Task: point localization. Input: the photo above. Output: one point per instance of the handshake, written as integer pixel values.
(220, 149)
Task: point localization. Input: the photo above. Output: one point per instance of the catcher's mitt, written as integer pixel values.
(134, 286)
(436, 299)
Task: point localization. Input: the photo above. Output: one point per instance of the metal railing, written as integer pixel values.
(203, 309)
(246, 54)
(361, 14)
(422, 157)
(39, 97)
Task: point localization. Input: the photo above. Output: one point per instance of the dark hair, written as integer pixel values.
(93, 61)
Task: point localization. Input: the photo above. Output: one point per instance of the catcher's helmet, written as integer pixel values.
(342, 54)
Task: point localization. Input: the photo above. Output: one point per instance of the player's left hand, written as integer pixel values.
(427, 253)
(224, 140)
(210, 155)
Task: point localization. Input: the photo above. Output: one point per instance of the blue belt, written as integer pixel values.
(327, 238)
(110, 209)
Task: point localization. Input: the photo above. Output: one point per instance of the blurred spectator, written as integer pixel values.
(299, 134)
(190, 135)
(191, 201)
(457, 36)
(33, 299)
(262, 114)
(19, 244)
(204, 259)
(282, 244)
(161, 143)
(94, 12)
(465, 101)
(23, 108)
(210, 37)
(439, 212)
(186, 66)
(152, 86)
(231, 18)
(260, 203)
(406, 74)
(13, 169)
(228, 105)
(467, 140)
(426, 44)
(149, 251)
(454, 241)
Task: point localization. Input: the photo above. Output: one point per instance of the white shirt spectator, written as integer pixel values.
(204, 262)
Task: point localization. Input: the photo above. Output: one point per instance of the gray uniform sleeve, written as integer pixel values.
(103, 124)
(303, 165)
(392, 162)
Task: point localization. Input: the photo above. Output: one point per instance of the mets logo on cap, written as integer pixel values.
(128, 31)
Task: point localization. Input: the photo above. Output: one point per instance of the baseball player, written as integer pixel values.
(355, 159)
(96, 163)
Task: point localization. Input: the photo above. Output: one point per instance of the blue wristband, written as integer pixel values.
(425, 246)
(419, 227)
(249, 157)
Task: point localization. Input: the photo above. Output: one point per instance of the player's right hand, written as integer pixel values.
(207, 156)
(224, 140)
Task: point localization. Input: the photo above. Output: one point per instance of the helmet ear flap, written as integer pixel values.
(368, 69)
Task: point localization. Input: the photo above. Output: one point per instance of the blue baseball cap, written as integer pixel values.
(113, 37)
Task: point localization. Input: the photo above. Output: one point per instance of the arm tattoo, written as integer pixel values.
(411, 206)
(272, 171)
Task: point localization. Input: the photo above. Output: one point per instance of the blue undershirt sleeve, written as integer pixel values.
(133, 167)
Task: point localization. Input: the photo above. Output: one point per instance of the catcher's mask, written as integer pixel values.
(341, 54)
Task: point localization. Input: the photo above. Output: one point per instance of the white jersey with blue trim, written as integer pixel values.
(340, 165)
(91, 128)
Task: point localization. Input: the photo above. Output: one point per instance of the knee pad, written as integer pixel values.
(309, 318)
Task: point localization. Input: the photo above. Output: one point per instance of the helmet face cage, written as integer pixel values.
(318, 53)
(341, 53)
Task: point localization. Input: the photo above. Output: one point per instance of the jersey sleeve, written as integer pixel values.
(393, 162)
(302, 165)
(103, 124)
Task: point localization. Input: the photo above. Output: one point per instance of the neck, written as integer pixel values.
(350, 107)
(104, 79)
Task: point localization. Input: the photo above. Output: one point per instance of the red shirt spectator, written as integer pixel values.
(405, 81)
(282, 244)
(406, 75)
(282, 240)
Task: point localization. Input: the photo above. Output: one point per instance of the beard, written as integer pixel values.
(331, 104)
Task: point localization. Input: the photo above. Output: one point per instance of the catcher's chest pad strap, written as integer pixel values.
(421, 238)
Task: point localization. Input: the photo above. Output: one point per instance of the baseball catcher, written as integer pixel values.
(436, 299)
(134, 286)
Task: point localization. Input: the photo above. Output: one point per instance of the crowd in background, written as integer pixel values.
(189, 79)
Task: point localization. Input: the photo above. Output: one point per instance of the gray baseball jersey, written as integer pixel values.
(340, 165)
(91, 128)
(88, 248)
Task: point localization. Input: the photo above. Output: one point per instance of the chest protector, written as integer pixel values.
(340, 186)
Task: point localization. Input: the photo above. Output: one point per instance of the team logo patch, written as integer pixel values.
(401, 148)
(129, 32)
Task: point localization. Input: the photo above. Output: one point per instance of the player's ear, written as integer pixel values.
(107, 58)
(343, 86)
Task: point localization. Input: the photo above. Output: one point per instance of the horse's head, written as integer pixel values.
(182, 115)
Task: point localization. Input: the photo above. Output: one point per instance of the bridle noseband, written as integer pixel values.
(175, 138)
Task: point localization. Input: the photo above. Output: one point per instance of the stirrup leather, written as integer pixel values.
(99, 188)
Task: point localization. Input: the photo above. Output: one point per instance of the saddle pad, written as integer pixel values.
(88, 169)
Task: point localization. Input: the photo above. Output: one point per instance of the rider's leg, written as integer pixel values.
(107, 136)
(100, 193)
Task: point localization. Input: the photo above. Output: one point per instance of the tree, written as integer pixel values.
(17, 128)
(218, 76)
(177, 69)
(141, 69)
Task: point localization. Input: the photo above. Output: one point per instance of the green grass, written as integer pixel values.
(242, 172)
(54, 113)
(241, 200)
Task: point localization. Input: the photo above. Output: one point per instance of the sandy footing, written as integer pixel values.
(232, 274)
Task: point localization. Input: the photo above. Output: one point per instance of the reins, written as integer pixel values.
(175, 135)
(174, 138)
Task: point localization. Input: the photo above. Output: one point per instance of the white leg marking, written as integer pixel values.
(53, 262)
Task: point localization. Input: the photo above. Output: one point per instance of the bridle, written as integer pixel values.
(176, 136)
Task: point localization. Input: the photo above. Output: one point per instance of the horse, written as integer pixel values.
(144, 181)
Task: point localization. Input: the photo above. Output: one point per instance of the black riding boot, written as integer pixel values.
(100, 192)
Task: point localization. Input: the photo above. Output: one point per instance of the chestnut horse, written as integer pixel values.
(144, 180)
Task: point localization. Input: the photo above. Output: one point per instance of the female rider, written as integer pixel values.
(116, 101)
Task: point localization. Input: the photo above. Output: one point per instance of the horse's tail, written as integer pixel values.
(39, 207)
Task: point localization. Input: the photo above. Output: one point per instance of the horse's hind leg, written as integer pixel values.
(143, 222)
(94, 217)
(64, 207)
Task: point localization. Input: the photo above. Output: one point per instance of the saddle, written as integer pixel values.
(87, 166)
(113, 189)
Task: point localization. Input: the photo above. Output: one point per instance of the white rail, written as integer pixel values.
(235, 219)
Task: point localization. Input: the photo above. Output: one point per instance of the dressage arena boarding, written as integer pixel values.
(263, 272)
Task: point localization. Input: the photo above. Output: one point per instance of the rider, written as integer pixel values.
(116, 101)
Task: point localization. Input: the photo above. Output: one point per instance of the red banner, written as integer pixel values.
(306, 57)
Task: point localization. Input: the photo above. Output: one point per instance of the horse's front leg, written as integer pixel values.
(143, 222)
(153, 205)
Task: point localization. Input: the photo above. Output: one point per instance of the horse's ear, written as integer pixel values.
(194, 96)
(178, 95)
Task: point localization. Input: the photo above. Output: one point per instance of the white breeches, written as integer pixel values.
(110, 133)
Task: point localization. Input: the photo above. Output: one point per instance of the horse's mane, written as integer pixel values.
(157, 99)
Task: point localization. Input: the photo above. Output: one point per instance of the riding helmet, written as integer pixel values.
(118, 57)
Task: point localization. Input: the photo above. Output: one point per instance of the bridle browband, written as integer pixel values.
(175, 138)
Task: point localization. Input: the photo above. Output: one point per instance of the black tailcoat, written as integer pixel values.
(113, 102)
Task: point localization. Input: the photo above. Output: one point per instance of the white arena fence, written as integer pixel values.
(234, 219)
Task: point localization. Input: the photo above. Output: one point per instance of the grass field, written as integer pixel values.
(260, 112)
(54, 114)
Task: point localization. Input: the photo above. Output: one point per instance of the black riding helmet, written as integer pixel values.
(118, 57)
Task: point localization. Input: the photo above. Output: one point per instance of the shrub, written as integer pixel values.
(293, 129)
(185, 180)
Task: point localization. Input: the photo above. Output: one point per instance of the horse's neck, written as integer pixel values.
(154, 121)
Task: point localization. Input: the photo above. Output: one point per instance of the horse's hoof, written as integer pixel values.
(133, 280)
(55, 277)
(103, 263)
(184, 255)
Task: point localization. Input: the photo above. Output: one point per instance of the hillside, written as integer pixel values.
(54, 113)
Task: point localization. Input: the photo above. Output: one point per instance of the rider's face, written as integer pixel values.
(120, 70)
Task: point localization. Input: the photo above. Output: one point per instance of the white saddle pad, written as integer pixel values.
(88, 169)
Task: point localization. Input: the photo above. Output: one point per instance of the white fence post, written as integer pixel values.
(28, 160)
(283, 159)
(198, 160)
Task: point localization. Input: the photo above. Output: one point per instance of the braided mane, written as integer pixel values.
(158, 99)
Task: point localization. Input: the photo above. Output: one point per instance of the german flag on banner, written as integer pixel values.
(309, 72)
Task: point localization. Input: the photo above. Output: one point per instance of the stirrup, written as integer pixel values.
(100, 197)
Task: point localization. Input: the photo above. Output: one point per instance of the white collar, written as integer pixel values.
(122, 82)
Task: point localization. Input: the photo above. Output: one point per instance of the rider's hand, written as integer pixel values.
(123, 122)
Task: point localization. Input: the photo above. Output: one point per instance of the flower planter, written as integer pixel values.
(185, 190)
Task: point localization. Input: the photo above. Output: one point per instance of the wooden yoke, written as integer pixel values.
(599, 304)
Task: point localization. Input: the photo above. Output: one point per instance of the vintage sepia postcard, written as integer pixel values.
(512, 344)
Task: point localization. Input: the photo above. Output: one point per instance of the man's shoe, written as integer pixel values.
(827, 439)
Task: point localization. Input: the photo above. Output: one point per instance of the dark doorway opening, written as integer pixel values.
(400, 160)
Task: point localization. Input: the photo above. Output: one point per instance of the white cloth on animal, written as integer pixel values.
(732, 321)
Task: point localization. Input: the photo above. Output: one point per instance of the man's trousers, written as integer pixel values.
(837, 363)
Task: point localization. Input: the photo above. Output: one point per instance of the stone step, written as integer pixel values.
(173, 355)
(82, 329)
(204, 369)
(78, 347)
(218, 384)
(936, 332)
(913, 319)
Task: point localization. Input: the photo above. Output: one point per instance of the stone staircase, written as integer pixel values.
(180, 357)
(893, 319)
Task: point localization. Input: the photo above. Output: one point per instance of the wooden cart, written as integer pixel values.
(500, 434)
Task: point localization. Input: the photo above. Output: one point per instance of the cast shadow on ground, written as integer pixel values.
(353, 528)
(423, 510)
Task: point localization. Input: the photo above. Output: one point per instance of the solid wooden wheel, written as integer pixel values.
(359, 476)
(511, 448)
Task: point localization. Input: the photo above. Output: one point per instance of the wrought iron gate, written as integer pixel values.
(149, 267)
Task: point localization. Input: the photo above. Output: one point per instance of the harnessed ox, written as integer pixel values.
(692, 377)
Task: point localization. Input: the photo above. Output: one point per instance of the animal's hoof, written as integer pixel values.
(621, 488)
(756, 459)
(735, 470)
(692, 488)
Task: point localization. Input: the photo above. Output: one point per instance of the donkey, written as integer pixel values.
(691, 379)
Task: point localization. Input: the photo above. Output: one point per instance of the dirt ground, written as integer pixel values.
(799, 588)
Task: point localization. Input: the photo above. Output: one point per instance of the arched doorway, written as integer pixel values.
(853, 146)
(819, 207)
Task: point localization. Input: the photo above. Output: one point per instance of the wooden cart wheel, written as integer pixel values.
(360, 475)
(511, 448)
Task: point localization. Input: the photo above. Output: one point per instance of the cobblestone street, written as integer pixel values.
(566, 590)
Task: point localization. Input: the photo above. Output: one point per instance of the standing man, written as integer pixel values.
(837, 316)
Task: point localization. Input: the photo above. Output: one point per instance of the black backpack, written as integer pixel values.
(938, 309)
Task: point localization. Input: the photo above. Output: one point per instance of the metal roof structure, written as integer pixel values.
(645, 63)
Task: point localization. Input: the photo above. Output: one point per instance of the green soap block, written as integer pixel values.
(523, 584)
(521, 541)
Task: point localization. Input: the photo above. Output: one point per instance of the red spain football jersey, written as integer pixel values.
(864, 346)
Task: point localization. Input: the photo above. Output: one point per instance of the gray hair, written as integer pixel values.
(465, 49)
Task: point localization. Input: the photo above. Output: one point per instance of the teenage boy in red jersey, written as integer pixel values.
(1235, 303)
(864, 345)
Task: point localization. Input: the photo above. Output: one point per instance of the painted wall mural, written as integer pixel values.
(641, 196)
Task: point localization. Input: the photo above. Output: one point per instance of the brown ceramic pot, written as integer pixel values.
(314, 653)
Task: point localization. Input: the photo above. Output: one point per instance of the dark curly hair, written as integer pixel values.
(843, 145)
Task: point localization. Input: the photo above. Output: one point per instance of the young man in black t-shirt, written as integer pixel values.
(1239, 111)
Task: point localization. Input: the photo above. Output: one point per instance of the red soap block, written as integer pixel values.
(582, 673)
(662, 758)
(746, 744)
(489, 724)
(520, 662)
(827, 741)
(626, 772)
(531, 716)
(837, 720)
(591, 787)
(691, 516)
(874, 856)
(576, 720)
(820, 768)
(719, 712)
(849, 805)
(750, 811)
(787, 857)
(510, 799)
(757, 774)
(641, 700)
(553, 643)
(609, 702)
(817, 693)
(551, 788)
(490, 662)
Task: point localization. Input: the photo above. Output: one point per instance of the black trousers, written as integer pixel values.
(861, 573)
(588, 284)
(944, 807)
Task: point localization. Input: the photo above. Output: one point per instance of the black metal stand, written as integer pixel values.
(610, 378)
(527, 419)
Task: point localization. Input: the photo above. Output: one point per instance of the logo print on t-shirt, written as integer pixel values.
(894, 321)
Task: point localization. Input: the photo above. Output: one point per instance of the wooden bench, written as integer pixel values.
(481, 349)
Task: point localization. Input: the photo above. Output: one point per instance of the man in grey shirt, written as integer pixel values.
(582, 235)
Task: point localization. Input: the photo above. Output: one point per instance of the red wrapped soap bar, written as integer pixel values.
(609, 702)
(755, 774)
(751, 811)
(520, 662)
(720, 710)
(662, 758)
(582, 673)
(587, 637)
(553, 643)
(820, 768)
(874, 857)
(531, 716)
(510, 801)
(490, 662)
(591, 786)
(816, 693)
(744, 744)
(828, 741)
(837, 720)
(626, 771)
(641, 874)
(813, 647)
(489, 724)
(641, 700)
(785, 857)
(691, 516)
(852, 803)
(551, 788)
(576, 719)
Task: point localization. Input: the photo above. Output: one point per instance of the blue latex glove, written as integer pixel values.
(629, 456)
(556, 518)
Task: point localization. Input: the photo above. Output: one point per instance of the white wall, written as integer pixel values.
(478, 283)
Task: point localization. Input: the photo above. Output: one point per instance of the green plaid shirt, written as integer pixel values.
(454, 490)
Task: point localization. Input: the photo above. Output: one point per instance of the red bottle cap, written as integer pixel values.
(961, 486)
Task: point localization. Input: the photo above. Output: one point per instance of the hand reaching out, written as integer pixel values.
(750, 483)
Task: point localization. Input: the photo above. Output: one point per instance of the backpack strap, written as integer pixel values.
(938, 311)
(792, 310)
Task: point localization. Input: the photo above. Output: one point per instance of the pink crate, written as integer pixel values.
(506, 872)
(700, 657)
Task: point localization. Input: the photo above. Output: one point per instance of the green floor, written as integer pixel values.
++++++++++++++++++++
*Stated task:* From the line holding "bottle cap, written as integer pixel values." through the last line above, reproduce each line exactly and add nothing.

*Problem solution:*
Task: point localization. Input: the photo above. Output: one point per instance of the red bottle cap, written as integer pixel values.
(961, 486)
Task: point localization. Input: the photo above. Output: one point per instance of the hand reaching out, written as integer pixel values.
(750, 483)
Task: point localization. Input: the photo above. Output: one point per instance of the backpack strap, written as integer pixel values.
(938, 311)
(792, 310)
Task: point localization. Input: the photo above. Output: one point per instance of the pink crate, written as integer pixel values.
(506, 872)
(700, 657)
Task: point localization. Input: the photo above. Output: one point per instance of the green floor, written as integer pixel values.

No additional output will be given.